• [Directions]: Can you set down the part of the tribute to Dean Matsubayashi below from "We can honor" to "Emma and Sei.", word for word?

Dean spearheaded countless efforts to bring the Terasaki Budokan to fruition, including a 2013 event featuring NBA legend Jerry West (center). Also pictured are Alan Kosaka (far left), L.A. City Councilmember Jose Huizar and KABC news anchor David Ono, right.(MIKEY HIRANO CULROSS / Rafu Shimpo)


While it is tempting to characterize Dean as a “natural-born leader,” we know from Japanese American and civil rights history that community leadership is always a product of many cooperative efforts to help, encourage, train, and lift up others. Dean’s immediate influences were undoubtedly his parents, Rev. George and Mrs. Kay Matsubayashi, who have worked tirelessly and selflessly on behalf of the community for decades. Everyone knows his dad as “Sensei.” His mom was a career schoolteacher, as are his three siblings, Craig, Tina, and Erik.

In a sermon etched in my memory from childhood, Rev. George taught us that no one ever dies, so long as the impact of their deeds is felt by the living. (And if you’re not Buddhist, the same lesson was essentially conveyed by the animated film “Coco.”) Dean’s presence continues to register all around us. He was truly one of a kind. I don’t know if it will ever feel right to talk about him in the past tense because I still see, hear, and feel Dean everywhere I turn.

When I first learned Dean was battling brain cancer, it brought to mind our most memorable game circa 1981. The guys from Maryknoll got bigger, stronger, and better every year, and they were hungry to beat us after multiple years of falling short. (They even changed their name to Trojans to counter our Bruins team.) That day, they had the edge on us for most of the game, but we kept it close. In a fit of desperation, when we were down by one point, one of our team members scrambled to force a jump ball with only a few seconds remaining.

Dean stepped in front of an opposing player to grab the tipped ball and get a shot up in one motion. As the horn sounded, the ball went straight toward the hoop, but the net was severely frayed and hanging by a few threads.


At right, Dean showed off his skills at Santa Monica Pier in 2017, scoring a pair of toy giraffes for his daughter, Emma (left) and Scott’s daughter, Tula.


The ball passed so quickly through the rim that no one was really sure that Dean made the shot (and won the game) until the referee made it official.

It was a surreal moment that was over in the blink of an eye but felt like you were watching it in slow motion. There’s no video, but I can see like it was yesterday: Dean putting up that shot, then taking all the subsequent adulation in stride like it was just another day at the office.

Maryknoll kept improving, and they eventually won a thrilling game against us a couple years later. But that day, we felt invincible because of Dean’s heroics. After the game, the opposing coach came over to us and said with a sigh of resignation, “Congratulations. You beat us again, Dean.”

Deep down, I think everyone around Dean knew that defeating this pernicious form of cancer might take an even bigger miracle than that last-second shot. Dean’s remarkable will to succeed, however, gave us all hope that if anyone could do it, it would be him. True to form, Dean never gave up because he knew how much there was to live for.

We can honor Dean’s legacy by refusing to give up on the things that mattered most to him: supporting LTSC and Terasaki Budokan, sustaining family and community, and meeting the human needs of vulnerable populations. Above all, Dean would want us to make the world a safe and secure place for his beloved wife, Kim, and children, Emma and Sei.

While Dean is irreplaceable, I will be on Team Dean Matsubayashi forever. I hope you will be too. Now let’s make it happen.

Scott Kurashige is president of the American Studies Association and author of “The Shifting Grounds of Race: Black and Japanese Americans in the Making of Multiethnic Los Angeles.”

Funeral services for Dean Matsubayashi were held last Sunday at Nishi Hongwanji Buddhist Temple in Little Tokyo, with an estimated 1,300 in attendance.

• [Listed records]:
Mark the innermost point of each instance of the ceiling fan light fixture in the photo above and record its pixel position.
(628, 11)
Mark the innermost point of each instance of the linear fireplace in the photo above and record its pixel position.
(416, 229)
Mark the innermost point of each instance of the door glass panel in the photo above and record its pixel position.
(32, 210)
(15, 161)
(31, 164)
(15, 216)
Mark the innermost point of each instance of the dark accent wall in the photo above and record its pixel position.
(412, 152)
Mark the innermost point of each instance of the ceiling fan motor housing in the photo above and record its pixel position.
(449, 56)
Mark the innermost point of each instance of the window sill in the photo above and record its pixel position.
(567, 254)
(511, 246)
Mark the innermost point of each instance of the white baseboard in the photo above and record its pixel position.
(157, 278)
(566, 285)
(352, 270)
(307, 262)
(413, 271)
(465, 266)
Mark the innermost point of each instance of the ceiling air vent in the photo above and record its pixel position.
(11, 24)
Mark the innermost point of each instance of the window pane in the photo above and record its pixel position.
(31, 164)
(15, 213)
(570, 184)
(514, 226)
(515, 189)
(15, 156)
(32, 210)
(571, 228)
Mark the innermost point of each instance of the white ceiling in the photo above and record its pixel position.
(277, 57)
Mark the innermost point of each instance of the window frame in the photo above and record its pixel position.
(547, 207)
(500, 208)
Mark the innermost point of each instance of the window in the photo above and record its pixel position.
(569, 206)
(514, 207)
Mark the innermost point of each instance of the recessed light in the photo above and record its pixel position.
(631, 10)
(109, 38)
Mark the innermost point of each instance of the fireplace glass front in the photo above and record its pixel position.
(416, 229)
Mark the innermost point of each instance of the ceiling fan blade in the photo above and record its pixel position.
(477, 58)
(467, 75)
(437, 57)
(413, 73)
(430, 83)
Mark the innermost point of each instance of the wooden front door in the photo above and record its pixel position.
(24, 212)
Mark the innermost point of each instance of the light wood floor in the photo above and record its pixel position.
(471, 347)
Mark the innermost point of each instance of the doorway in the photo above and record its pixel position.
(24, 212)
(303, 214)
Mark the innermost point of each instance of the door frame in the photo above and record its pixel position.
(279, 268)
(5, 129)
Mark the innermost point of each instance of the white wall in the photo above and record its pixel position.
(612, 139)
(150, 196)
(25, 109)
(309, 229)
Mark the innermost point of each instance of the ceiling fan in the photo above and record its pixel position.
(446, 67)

• [Output]:
We can honor Dean’s legacy by refusing to give up on the things that mattered most to him: supporting LTSC and Terasaki Budokan, sustaining family and community, and meeting the human needs of vulnerable populations. Above all, Dean would want us to make the world a safe and secure place for his beloved wife, Kim, and children, Emma and Sei.